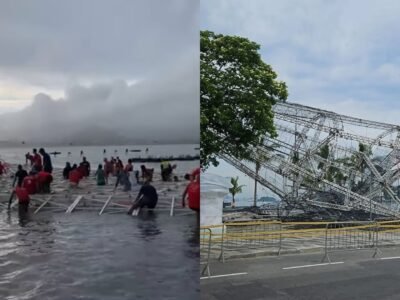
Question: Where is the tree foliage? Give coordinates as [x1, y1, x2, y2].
[200, 31, 288, 168]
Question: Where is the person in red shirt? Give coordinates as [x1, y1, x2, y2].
[14, 187, 30, 214]
[182, 168, 200, 212]
[0, 161, 6, 176]
[69, 168, 82, 186]
[29, 148, 42, 173]
[104, 158, 114, 184]
[22, 175, 37, 195]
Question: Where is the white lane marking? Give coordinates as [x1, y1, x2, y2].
[282, 261, 344, 270]
[380, 256, 400, 260]
[200, 273, 247, 279]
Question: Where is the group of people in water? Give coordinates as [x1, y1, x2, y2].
[0, 148, 200, 214]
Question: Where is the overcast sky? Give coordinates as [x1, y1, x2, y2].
[200, 0, 400, 200]
[0, 0, 199, 142]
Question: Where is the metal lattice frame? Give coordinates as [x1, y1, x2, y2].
[221, 102, 400, 217]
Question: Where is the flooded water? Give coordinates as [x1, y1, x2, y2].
[0, 211, 199, 300]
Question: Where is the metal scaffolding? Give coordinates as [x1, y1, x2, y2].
[221, 102, 400, 217]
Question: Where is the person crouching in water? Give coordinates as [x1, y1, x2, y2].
[37, 171, 53, 194]
[15, 186, 30, 216]
[95, 164, 106, 185]
[128, 178, 158, 215]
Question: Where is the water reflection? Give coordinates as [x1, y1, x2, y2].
[0, 210, 199, 300]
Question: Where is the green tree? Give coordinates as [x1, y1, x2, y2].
[200, 31, 288, 168]
[229, 177, 244, 207]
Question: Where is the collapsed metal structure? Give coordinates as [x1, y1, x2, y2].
[222, 102, 400, 217]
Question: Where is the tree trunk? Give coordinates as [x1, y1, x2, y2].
[253, 163, 260, 207]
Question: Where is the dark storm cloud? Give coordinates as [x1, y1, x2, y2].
[0, 0, 199, 142]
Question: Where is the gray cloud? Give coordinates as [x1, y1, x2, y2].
[0, 0, 199, 143]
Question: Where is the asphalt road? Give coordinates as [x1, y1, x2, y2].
[200, 248, 400, 300]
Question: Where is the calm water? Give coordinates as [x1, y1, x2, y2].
[0, 144, 199, 173]
[0, 211, 199, 300]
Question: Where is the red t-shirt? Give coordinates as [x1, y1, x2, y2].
[22, 176, 37, 195]
[15, 187, 30, 203]
[69, 169, 82, 184]
[38, 171, 53, 183]
[187, 181, 200, 211]
[32, 153, 42, 168]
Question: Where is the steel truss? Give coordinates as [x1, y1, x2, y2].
[221, 102, 400, 217]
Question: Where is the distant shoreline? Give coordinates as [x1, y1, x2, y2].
[0, 141, 199, 148]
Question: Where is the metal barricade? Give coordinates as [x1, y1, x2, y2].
[322, 222, 378, 262]
[220, 221, 282, 261]
[200, 227, 212, 276]
[377, 220, 400, 246]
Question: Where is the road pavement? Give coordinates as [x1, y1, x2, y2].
[200, 248, 400, 300]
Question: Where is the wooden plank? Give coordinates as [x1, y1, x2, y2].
[65, 195, 83, 214]
[99, 195, 113, 216]
[33, 196, 53, 214]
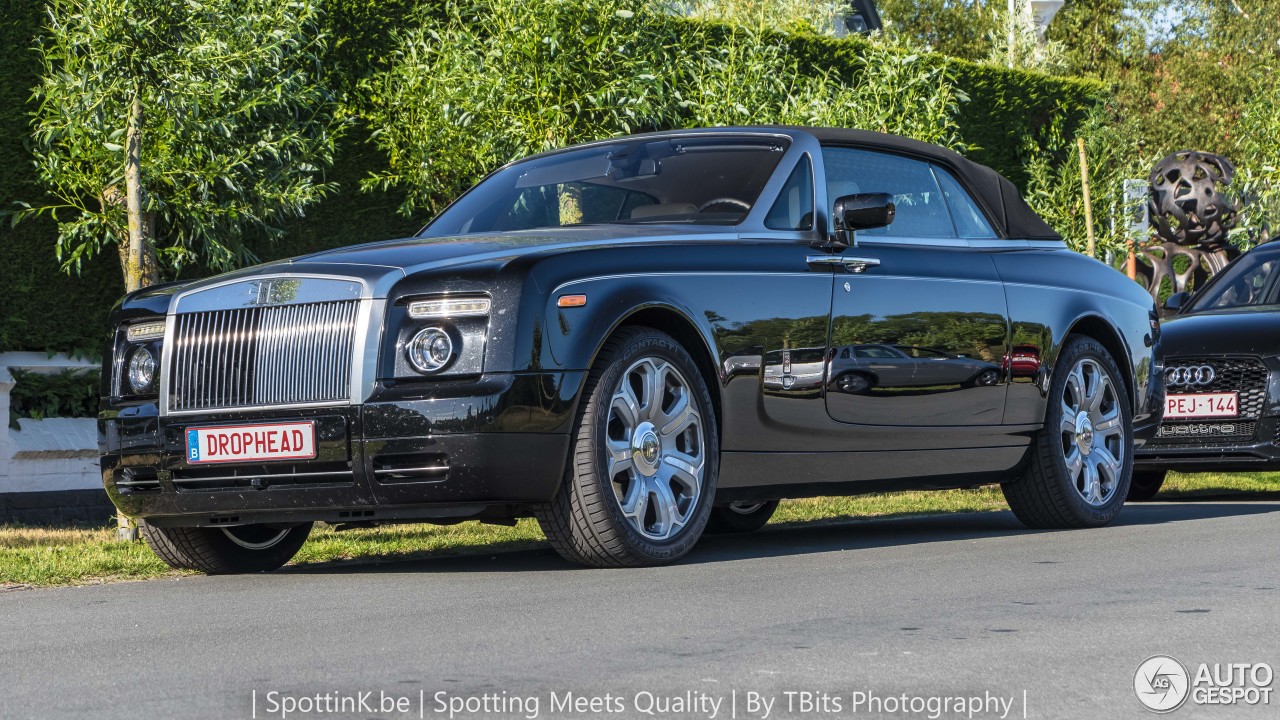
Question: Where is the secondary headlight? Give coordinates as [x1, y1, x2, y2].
[124, 320, 165, 342]
[129, 347, 156, 395]
[404, 328, 453, 374]
[408, 297, 490, 320]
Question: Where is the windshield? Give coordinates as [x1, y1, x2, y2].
[426, 137, 786, 236]
[1187, 252, 1280, 313]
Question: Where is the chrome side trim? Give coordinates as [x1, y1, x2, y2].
[374, 465, 449, 475]
[169, 273, 370, 313]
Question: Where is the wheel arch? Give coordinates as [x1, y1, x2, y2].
[1055, 314, 1138, 407]
[589, 302, 724, 428]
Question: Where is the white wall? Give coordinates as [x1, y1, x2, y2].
[0, 352, 102, 495]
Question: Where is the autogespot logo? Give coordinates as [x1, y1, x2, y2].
[1133, 655, 1192, 712]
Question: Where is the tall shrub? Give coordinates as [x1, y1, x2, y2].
[18, 0, 340, 290]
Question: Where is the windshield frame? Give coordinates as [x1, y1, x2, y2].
[416, 128, 808, 242]
[1178, 243, 1280, 315]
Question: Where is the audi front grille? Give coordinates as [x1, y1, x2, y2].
[1153, 357, 1268, 445]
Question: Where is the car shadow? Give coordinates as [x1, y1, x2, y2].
[279, 493, 1280, 575]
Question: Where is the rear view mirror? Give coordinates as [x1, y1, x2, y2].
[831, 192, 897, 247]
[1165, 292, 1192, 313]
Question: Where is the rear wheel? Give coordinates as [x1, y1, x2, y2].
[535, 328, 719, 568]
[1128, 470, 1169, 502]
[1001, 336, 1133, 528]
[707, 500, 778, 536]
[142, 523, 311, 575]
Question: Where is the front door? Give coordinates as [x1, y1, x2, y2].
[823, 147, 1009, 427]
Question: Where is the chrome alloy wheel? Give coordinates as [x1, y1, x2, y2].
[604, 357, 707, 541]
[223, 525, 292, 550]
[1061, 357, 1125, 507]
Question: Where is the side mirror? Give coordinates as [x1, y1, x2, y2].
[1165, 292, 1192, 313]
[831, 192, 897, 247]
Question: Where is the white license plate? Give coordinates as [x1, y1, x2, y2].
[1165, 392, 1240, 419]
[187, 423, 316, 464]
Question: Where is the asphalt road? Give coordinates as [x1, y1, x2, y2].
[0, 498, 1280, 720]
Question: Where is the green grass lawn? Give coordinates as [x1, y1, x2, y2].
[0, 473, 1280, 592]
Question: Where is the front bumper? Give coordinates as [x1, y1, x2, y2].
[1134, 416, 1280, 473]
[100, 373, 581, 527]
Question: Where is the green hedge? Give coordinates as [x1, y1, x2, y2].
[0, 0, 1102, 354]
[9, 368, 102, 430]
[794, 30, 1106, 190]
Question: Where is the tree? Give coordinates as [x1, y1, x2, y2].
[667, 0, 850, 35]
[364, 0, 964, 214]
[15, 0, 343, 291]
[1044, 0, 1143, 78]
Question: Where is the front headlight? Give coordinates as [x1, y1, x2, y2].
[128, 347, 156, 395]
[404, 328, 453, 374]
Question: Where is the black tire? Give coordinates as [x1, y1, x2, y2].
[534, 327, 719, 568]
[1128, 470, 1169, 502]
[1001, 336, 1133, 528]
[707, 500, 778, 536]
[140, 523, 311, 575]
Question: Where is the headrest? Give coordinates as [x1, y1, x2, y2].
[631, 202, 698, 220]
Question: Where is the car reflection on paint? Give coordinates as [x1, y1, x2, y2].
[1004, 345, 1041, 378]
[828, 345, 1001, 395]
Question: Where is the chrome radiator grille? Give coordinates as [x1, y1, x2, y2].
[166, 300, 360, 413]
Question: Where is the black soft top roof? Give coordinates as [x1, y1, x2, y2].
[787, 127, 1062, 240]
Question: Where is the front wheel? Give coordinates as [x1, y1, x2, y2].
[535, 328, 719, 568]
[707, 500, 778, 536]
[1001, 336, 1133, 528]
[142, 523, 311, 575]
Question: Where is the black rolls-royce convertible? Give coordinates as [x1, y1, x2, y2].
[101, 127, 1164, 573]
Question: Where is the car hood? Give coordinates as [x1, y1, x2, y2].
[1161, 307, 1280, 357]
[288, 225, 736, 273]
[125, 224, 737, 303]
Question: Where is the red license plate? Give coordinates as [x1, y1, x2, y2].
[1165, 392, 1240, 419]
[187, 421, 316, 464]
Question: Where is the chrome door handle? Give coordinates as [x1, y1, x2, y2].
[805, 255, 879, 273]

> [PROBLEM TO WORK ON]
Could you render everything in the material from the line containing "Question: Where is the car reflection" down to the line containing "[166, 300, 360, 413]" as a JSON list of strings, one string per line and skipping any blank lines?

> [RESULT OF THIS TASK]
[
  "Question: Where is the car reflection on paint? Give coordinates as [x1, y1, x2, y2].",
  "[1004, 345, 1041, 378]",
  "[828, 345, 1001, 395]",
  "Question: Where is the chrome radiator grille? Give coordinates as [x1, y1, x2, y2].",
  "[166, 300, 360, 413]"
]